**Source text**
----

The matepe is a type of lamellophone played in North-Eastern Zimbabwe.  It is primarily played by the Sena Tonga and the Kore-Kore peoples which are subgroups of the Shona people.

It is one of the five main types of mbira played in Zimbabwe. The matepe is an umbrella term for many mbira-style instruments such as hera, matepe, and madhebhe. 

The matepe, according to Sekuru Chigamba, has soundboards that are made of wood from mutiti (Erythrina abyssinica) or mupepe (Commiphora marlothii) trees.

The matepe has a different playing style than other mbira in that it uses both thumbs and both index fingers. The keys are also thinner and longer compared to the mbira. Four or five independent melodies are played simultaneously in traditional matepe music.  The traditional music is used for spirit possession ceremonies, known in Zimbabwe as a bira ceremony.

----

**Information provided**

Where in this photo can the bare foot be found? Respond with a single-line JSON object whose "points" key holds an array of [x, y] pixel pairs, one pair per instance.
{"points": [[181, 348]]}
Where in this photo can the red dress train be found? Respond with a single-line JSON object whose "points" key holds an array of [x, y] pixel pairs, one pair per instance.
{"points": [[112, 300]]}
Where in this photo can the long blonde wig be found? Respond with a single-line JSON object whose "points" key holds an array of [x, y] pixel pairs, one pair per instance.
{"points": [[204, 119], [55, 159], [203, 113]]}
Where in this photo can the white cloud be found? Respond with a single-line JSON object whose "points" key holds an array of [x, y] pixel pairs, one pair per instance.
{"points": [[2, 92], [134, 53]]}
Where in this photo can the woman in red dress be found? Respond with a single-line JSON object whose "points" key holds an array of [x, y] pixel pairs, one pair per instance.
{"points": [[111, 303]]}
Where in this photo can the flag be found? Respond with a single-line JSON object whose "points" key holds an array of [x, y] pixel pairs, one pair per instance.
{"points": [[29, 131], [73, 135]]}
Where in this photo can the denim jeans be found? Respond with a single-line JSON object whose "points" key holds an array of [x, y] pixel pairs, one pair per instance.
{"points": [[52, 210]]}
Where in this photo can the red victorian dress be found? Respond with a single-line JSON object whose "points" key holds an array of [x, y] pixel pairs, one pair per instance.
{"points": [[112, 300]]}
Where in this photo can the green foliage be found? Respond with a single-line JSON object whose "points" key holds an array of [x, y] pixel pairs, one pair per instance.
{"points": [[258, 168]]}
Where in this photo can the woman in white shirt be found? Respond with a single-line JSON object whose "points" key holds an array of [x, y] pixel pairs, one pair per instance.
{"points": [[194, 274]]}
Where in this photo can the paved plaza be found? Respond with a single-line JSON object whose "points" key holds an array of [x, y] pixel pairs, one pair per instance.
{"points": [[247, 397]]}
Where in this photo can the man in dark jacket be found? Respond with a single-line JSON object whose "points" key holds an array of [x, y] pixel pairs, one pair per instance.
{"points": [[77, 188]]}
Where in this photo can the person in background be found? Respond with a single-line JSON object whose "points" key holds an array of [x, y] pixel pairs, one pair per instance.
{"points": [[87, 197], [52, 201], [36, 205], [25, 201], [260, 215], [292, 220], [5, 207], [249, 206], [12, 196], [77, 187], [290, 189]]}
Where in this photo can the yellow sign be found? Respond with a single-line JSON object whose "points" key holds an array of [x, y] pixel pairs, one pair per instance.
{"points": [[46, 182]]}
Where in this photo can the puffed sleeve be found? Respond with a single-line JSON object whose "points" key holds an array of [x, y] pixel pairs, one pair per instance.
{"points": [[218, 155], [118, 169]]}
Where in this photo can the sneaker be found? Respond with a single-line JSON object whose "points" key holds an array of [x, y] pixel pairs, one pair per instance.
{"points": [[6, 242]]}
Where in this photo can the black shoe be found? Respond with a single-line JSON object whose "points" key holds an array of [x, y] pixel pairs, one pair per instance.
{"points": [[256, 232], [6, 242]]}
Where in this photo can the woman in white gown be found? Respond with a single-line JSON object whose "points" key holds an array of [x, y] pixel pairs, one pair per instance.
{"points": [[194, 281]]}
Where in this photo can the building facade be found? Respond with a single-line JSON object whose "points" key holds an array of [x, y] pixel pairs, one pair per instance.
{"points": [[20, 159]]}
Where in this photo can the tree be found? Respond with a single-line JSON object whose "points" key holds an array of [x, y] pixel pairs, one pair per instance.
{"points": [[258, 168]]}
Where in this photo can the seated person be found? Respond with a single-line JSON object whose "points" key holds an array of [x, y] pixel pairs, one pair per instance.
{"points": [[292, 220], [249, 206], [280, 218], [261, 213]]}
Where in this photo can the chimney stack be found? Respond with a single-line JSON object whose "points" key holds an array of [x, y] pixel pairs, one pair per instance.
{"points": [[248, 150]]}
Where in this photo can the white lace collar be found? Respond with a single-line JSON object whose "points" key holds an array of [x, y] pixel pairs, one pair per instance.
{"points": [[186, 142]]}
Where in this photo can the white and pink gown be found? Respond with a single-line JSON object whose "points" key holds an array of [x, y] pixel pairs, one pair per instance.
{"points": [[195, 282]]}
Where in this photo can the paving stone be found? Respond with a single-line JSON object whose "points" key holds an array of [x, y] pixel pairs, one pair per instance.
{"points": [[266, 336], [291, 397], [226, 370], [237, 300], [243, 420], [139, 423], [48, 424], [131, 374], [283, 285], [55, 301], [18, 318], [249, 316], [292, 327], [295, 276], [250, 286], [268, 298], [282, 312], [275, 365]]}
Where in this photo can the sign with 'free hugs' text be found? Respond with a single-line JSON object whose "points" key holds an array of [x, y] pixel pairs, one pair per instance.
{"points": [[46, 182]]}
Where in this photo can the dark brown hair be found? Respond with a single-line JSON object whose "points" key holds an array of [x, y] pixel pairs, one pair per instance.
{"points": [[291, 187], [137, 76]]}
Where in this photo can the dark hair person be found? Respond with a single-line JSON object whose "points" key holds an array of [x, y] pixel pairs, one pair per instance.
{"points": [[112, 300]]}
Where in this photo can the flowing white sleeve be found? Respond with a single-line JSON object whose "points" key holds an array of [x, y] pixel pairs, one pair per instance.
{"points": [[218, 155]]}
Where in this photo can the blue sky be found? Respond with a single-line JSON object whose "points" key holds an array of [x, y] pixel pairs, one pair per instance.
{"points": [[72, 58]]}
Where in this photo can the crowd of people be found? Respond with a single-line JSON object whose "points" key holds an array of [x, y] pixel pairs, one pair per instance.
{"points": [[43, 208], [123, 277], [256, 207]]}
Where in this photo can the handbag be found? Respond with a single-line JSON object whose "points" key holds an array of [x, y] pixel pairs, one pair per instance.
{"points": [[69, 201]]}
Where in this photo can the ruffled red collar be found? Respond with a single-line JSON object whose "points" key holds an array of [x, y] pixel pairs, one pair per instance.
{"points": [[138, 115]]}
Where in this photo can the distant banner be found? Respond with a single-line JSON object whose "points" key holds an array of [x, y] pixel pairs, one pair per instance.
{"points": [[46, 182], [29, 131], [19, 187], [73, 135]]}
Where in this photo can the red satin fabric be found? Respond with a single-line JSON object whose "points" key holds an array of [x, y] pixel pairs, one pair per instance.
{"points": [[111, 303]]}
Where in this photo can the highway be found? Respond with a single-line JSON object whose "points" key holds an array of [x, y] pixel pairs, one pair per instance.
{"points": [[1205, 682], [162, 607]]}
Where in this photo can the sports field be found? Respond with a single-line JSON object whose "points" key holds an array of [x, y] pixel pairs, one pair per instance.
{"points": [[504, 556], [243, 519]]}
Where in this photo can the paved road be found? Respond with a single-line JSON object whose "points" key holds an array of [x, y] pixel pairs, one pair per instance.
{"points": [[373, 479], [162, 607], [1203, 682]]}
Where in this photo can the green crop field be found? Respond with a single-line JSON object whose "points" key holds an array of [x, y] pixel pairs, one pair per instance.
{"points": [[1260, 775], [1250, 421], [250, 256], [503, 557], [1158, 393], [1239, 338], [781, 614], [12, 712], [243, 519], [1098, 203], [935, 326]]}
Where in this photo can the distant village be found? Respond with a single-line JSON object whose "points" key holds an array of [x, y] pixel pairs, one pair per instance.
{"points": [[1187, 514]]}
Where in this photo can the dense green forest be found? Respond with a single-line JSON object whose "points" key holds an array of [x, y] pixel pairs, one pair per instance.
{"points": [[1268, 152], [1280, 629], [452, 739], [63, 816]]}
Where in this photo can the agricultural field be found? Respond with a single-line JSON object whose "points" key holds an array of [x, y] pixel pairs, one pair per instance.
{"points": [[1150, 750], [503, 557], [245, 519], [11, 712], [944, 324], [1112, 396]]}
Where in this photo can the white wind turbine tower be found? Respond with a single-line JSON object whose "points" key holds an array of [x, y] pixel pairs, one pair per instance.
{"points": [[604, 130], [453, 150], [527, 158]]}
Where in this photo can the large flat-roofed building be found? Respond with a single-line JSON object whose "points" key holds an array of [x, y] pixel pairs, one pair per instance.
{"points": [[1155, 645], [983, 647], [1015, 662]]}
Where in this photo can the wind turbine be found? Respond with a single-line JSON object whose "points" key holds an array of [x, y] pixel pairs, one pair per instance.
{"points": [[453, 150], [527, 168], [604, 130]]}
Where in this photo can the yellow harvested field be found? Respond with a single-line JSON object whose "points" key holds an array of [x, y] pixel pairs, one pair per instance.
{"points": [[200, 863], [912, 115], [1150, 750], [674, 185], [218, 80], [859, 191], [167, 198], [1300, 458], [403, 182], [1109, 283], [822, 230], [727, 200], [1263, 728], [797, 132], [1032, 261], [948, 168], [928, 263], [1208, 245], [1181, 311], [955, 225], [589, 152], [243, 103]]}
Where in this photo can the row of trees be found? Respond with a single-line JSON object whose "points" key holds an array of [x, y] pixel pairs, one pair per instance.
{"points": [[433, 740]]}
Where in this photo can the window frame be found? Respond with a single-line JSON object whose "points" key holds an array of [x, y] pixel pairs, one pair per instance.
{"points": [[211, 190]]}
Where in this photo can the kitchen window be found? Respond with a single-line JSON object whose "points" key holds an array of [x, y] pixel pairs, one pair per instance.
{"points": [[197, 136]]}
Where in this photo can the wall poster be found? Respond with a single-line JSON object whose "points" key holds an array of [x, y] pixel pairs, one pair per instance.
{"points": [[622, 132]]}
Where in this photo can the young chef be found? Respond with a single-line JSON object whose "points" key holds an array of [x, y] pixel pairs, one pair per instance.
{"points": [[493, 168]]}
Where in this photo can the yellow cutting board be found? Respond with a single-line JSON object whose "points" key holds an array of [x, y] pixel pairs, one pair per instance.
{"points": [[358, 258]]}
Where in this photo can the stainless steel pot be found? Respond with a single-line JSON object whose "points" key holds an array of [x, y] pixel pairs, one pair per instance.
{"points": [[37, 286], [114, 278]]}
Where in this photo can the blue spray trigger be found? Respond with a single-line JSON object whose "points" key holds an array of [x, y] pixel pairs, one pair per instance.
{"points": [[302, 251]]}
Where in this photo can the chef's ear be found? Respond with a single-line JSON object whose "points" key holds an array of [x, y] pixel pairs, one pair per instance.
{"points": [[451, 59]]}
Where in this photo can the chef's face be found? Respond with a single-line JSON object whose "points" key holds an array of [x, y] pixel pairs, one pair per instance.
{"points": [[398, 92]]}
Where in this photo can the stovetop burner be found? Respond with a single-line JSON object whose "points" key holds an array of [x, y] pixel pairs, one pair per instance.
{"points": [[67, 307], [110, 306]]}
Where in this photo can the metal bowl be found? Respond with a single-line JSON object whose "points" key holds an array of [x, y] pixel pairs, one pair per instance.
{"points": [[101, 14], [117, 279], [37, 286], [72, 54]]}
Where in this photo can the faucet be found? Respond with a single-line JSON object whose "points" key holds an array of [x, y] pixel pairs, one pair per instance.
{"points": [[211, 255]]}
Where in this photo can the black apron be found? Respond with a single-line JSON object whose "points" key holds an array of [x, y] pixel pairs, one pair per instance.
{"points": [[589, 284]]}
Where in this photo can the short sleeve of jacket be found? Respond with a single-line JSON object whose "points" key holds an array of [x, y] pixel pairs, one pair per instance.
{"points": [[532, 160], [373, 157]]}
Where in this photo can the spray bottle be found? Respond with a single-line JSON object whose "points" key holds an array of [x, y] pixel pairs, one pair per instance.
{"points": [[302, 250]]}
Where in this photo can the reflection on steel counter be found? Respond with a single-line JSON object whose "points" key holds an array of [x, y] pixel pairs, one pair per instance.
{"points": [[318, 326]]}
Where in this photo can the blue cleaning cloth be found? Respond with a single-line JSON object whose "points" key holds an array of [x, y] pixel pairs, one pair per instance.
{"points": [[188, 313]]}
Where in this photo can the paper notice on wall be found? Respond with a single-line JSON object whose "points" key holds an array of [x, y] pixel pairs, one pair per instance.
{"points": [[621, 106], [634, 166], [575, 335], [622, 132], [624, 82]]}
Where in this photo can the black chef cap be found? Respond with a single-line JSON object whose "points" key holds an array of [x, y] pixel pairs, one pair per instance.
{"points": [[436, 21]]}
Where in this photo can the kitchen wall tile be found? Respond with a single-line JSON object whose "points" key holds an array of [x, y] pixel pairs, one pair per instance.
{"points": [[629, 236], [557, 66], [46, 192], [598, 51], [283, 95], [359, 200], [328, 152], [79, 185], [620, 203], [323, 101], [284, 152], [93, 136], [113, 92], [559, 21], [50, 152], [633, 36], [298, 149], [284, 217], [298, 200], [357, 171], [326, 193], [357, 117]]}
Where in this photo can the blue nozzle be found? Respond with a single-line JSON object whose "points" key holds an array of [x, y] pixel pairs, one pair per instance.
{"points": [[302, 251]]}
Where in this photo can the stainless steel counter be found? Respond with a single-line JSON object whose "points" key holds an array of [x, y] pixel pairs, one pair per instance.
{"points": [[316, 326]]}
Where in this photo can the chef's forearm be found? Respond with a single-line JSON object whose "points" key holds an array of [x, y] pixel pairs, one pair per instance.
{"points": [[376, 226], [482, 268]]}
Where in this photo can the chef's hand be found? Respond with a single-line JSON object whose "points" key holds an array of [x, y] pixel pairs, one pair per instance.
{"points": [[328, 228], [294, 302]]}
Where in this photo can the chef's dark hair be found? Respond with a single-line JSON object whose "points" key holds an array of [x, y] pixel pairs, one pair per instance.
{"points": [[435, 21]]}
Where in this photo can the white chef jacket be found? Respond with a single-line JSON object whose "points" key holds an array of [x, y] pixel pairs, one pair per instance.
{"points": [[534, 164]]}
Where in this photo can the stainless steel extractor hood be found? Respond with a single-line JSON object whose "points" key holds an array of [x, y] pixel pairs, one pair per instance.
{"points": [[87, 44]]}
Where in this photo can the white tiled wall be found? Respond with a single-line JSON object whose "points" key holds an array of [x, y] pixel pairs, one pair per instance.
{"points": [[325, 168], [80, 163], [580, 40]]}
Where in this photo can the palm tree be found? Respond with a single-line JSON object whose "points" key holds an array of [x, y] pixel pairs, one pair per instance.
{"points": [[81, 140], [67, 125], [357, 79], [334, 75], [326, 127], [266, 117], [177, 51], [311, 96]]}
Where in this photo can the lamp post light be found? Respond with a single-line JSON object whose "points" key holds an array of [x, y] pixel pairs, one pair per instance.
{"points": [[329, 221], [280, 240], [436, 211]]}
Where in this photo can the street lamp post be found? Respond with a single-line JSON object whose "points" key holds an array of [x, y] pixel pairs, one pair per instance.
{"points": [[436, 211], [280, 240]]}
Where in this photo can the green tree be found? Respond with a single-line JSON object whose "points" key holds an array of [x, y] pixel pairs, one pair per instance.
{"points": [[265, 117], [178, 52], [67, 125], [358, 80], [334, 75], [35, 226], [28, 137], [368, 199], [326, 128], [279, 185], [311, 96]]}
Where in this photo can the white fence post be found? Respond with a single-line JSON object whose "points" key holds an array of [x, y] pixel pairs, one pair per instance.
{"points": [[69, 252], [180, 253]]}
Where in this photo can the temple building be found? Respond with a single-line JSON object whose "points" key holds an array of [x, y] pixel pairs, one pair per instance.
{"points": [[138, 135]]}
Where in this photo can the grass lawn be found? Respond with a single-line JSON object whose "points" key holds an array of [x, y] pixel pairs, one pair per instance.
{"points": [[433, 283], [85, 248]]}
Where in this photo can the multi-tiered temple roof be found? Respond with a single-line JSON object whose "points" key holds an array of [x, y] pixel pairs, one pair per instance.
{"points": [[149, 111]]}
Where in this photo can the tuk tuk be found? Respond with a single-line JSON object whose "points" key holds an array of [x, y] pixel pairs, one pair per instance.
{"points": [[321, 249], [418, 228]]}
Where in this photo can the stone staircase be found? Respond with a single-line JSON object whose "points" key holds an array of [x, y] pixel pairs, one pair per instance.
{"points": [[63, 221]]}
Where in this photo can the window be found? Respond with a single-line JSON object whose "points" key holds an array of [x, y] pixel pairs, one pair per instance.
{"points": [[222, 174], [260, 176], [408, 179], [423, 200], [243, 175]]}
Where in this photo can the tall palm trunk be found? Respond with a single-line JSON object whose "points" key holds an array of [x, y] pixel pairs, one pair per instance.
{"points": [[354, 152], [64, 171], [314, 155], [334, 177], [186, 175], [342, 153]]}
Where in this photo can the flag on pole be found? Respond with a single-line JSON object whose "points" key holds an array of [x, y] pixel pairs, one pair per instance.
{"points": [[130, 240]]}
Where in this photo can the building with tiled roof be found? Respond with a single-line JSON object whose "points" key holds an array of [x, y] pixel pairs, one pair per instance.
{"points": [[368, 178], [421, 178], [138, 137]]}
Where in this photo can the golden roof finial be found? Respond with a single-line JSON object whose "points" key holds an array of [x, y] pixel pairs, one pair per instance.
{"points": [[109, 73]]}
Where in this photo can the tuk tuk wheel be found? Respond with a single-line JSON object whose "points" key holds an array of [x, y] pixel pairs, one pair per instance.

----

**Exercise set**
1 > Return the portion of the matepe passage from "The matepe has" up to and including "a bira ceremony.", copied word for word.
2 > Answer these questions using the matepe passage:
(a) Which two peoples primarily play the matepe?
(b) According to Sekuru Chigamba, the wood of which trees is used for the soundboards?
(c) What are spirit possession ceremonies called in Zimbabwe?

**Exercise responses**
1 >
The matepe has a different playing style than other mbira in that it uses both thumbs and both index fingers. The keys are also thinner and longer compared to the mbira. Four or five independent melodies are played simultaneously in traditional matepe music.  The traditional music is used for spirit possession ceremonies, known in Zimbabwe as a bira ceremony.

2 >
(a) The Sena Tonga and the Kore-Kore peoples.
(b) Mutiti (Erythrina abyssinica) or mupepe (Commiphora marlothii) trees.
(c) A bira ceremony.